TEXTE DU DOCUMENT.
────────────────
Voici les différents pastebins des locales nécessaires pour votre info :

/etc/locale.gen

locale -a   < À noter qu'en simple user dans roxterm et gnome-term "français" est bien écrit correctement, mais pas dans gnome-term uniquement en root! Et pourquoi c'est "fr_FR.utf8" et pas "fr_FR.utf-8" ? C'est le 2è qui devrait être le bon ,non ?

/etc/env.d/02locales

/etc/conf.d/keymaps

/etc/conf.d/consolefont

Malgré tout ça, les terminaux en graphique [gnome-term et roxterm ] ne sont pas en utf-8  j'ai toujours des caractères bizarres à la place, il n'y a que l'affichage par défaut de  nano [ les lignes du bas "^O écrire" "Sauver l'espace modifié" etc... ] MAIS uniquement si je l'ouvre dans un TTY, par contre si je veux y écrire des accents ça passe pas.
────────────────
CONSIGNE.
Recopiez intégralement le message ci-dessus sur la configuration des locales, à l'identique et sans rien y changer.

DONNÉES FOURNIES.
────────────────
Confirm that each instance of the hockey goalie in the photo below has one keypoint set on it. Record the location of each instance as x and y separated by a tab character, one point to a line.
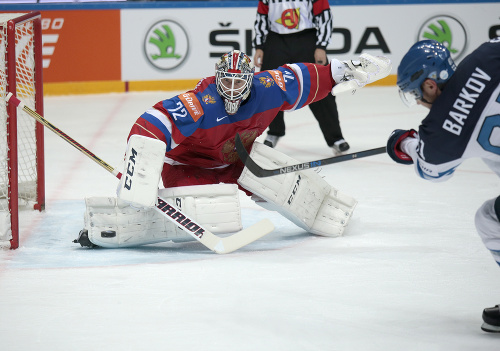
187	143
────────────────
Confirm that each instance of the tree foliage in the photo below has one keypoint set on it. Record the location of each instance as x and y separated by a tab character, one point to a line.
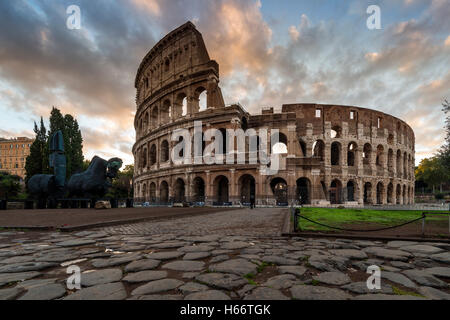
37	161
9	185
────────────────
RÉPONSE.
Voici les différents pastebins des locales nécessaires pour votre info :

/etc/locale.gen

locale -a   < À noter qu'en simple user dans roxterm et gnome-term "français" est bien écrit correctement, mais pas dans gnome-term uniquement en root! Et pourquoi c'est "fr_FR.utf8" et pas "fr_FR.utf-8" ? C'est le 2è qui devrait être le bon ,non ?

/etc/env.d/02locales

/etc/conf.d/keymaps

/etc/conf.d/consolefont

Malgré tout ça, les terminaux en graphique [gnome-term et roxterm ] ne sont pas en utf-8  j'ai toujours des caractères bizarres à la place, il n'y a que l'affichage par défaut de  nano [ les lignes du bas "^O écrire" "Sauver l'espace modifié" etc... ] MAIS uniquement si je l'ouvre dans un TTY, par contre si je veux y écrire des accents ça passe pas.